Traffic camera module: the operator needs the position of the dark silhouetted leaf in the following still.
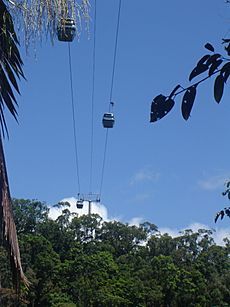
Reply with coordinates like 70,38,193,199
208,59,223,76
204,43,215,52
181,85,196,120
150,95,174,122
189,64,208,81
214,74,224,103
169,84,181,99
222,38,230,44
196,54,211,66
206,53,221,66
224,44,230,56
221,62,230,83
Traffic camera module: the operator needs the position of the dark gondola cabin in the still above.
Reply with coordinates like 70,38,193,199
77,200,83,209
102,113,115,128
57,18,76,42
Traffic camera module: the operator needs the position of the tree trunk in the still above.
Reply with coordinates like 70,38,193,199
0,136,29,292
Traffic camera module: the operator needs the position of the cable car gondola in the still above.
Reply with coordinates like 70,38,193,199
102,112,115,128
57,18,76,42
77,199,83,209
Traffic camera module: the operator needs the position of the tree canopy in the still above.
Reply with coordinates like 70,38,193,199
0,199,230,307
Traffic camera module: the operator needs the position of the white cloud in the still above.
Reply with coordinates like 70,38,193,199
130,168,160,185
49,197,108,221
128,217,144,226
198,175,229,190
49,197,230,245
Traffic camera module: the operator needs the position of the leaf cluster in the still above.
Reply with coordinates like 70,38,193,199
150,39,230,122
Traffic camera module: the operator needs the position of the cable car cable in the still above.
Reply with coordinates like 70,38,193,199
109,0,121,111
99,0,121,197
68,42,81,194
89,0,97,193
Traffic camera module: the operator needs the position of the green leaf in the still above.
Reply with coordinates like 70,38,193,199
150,94,175,122
181,85,196,120
204,43,215,52
189,64,208,81
214,74,224,103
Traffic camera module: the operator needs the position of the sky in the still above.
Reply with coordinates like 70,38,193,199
4,0,230,241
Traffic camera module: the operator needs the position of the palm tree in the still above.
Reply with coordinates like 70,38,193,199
0,0,89,291
0,0,28,290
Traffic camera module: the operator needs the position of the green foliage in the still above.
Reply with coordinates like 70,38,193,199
3,200,230,307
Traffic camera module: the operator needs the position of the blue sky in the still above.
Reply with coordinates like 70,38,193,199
4,0,230,236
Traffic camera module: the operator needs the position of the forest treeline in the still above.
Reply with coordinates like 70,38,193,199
0,199,230,307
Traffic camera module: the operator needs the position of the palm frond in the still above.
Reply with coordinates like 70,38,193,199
0,0,25,136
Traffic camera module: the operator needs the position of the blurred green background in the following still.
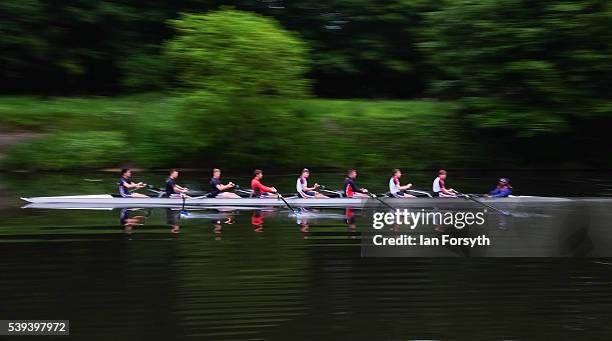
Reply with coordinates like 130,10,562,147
0,0,612,170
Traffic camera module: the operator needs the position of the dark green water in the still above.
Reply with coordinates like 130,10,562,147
0,172,612,340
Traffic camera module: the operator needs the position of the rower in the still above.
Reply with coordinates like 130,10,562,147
118,168,148,198
251,169,278,198
295,168,329,199
433,169,457,198
344,169,368,198
389,168,415,198
486,178,512,198
210,168,240,199
166,169,189,198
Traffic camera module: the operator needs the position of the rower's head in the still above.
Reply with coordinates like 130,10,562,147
121,168,132,178
497,178,512,188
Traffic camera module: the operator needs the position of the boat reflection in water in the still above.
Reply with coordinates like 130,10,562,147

» **Required work**
Which lines in the material above contain the word "leaf"? Collect every one of them, and treat uppercase and lowercase as different.

» **In response**
Traffic camera module: the operator needs the position of the dark silhouetted leaf in the following still.
Traffic camera module: the operator needs the position of the leaf cluster in the still above.
Traffic camera module: the operator needs the position of the green leaf in the still above.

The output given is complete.